Brief 1: What price does the lab robot passage give for the epMotion 5075v?
Brief 2: Copy the lab robot passage again, beginning at the words "Figure 3 - OpenTrons" and stopping after "wider potential public.", and substitute "prototype platform" for each "beta platform".

++++ Passage provided ++++

Figure 2 - «epMotion 5075v» from Eppendorf
Also available is the «EpMotion 5075v», depicted in figure 2, distributed by Eppendorf. This platform allows for tool interchangeability to be used within a sequence with a tool identifying chip system designed to secure the right choice of tools. It is also equipped with a gripper to move around the different apparatus along the work area. Despite those assets, the platform is dependant regarding the supplying of micro plates or pipette tips, thus needing the presence of human interaction. Additionally, this platform is sold at a considerable 81000$, making it even less affordable for smaller stature laboratories.
Figure 3 - OpenTrons OT.One platform
The platform built by our team was developed in collaboration with the project OpenTrons, originating from Genspace, a community biolab located in Brooklyn. The latter provided their beta platform to work with and customize it to be modular, while the OpenTrons folks work on their other release, the OT.One, shown in figure 3. The beta platform is now customized with a gripper capable of maneuvering in two planes of movement, able of carrying around micro plates and assures the restocking of the micro plates, as well as a centrifuge completely autonomous with built-in safety devices. The startup platform from OpenTrons is detailed at 2000$. With the modularity developed on this platform, is it significantly cheaper and affordable to a wider potential public.
Specifications
Some specifications were taken in consideration during the designing process of the robotic platform. While respecting those specifications, the thought process behind the design kept as main focus to deliver a customizable platform, low cost but still effective. The principal specifications were:
- Movements of the robotic platform must have a 1 mm precision due to the narrowness of the micro plates’ spacing between wells
- Must be able to use different kinds of pipette tools at the same time and change tools with ease.
- Gripper must be precise enough, without putting excessive force, to grab as small as 1.5 mL tubes and as large as 96-well plates. It also needs to have a range of opening from 0 mm to 85 mm
- Centrifuge needs to rotate at a speed capable of exerting a minimum gravitational force of 6000G and must be equipped with security devices such as detection of abnormal vibration or securing the lid after closing
- Complete platform must be fully open-hardware and detailed at no more than 10000$
Specifications achieved
Some specifications have already been achieved (the others will be achieved by December 2015):
- Movements of the robotic platform must have a 1 mm precision
- Complete platform must be fully open-hardware and detailed at no more than 10000$
Approximate cost by parts
| Parts | Cost(USD) |
|---|---|
| Platform frame’s pieces | 600$ |
| Motor’s drive | 59$ |
| Cable track | 53$ |
| X/Y Motors | 65$ |
| Gripper | 300$ |
| Screw for the x/y axis | 250$ |
| Single channel pipette (not include) | 100$ |
| Multi-channel pipette (not include) | 300$ | Total | 1727$ |
Modules
State of the art
Actually, there are different robots available on the market that are capable of performing the tasks and the functions that are to be implemented by our modules. However, most of them are only capable of doing one specific task and this, at a significantly higher cost than what is desired for our project. As an example, Table 1 presents different options available on the market to regulate the temperature of a 96-well plate. It is to be noted that these options only control the temperature cycles, which represents only one of the capabilities implemented by our modules.

++++ Data supplied ++++

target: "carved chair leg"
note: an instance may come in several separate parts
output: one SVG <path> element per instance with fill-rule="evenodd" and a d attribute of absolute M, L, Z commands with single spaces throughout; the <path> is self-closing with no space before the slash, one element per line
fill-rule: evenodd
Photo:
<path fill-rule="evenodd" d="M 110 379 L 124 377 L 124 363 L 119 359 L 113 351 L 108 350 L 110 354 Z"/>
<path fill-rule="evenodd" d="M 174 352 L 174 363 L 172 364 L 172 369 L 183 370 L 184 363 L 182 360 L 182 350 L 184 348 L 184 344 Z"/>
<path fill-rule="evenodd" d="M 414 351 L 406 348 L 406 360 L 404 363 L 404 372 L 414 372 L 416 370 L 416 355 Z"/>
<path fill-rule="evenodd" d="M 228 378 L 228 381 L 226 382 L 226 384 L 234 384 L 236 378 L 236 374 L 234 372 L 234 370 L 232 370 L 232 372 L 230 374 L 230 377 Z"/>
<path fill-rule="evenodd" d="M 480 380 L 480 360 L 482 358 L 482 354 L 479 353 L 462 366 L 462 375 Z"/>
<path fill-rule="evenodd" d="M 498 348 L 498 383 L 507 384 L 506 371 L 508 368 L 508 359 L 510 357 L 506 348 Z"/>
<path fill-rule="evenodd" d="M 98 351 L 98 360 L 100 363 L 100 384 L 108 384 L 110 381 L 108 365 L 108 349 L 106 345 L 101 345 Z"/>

++++
++++ Data supplied ++++

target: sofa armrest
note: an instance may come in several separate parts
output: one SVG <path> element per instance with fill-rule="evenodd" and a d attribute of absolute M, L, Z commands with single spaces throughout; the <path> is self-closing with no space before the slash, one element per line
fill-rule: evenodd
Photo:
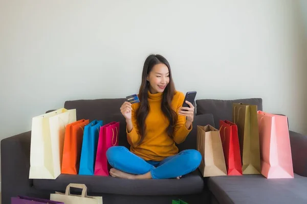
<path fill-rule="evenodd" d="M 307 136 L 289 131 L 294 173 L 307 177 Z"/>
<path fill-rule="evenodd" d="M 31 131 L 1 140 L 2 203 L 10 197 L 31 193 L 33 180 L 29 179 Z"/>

++++
++++ Data supplied ++++

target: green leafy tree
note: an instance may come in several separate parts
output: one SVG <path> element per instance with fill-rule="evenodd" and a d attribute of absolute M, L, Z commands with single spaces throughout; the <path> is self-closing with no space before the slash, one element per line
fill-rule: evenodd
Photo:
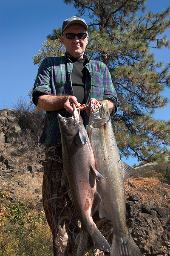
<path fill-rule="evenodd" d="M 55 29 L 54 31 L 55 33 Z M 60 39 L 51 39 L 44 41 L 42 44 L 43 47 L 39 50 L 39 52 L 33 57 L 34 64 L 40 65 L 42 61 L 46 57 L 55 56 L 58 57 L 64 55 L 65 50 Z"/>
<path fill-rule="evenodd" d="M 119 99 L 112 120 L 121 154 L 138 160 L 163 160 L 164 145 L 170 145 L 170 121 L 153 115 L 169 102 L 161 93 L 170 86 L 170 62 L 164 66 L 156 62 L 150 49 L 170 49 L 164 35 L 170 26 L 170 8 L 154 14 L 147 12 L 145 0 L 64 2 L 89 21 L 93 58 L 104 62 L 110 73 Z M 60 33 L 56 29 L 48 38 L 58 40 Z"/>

++++

Answer section 1: 81000$

Answer section 2:
Figure 3 - OpenTrons OT.One platform
The platform built by our team was developed in collaboration with the project OpenTrons, originating from Genspace, a community biolab located in Brooklyn. The latter provided their prototype platform to work with and customize it to be modular, while the OpenTrons folks work on their other release, the OT.One, shown in figure 3. The prototype platform is now customized with a gripper capable of maneuvering in two planes of movement, able of carrying around micro plates and assures the restocking of the micro plates, as well as a centrifuge completely autonomous with built-in safety devices. The startup platform from OpenTrons is detailed at 2000$. With the modularity developed on this platform, is it significantly cheaper and affordable to a wider potential public.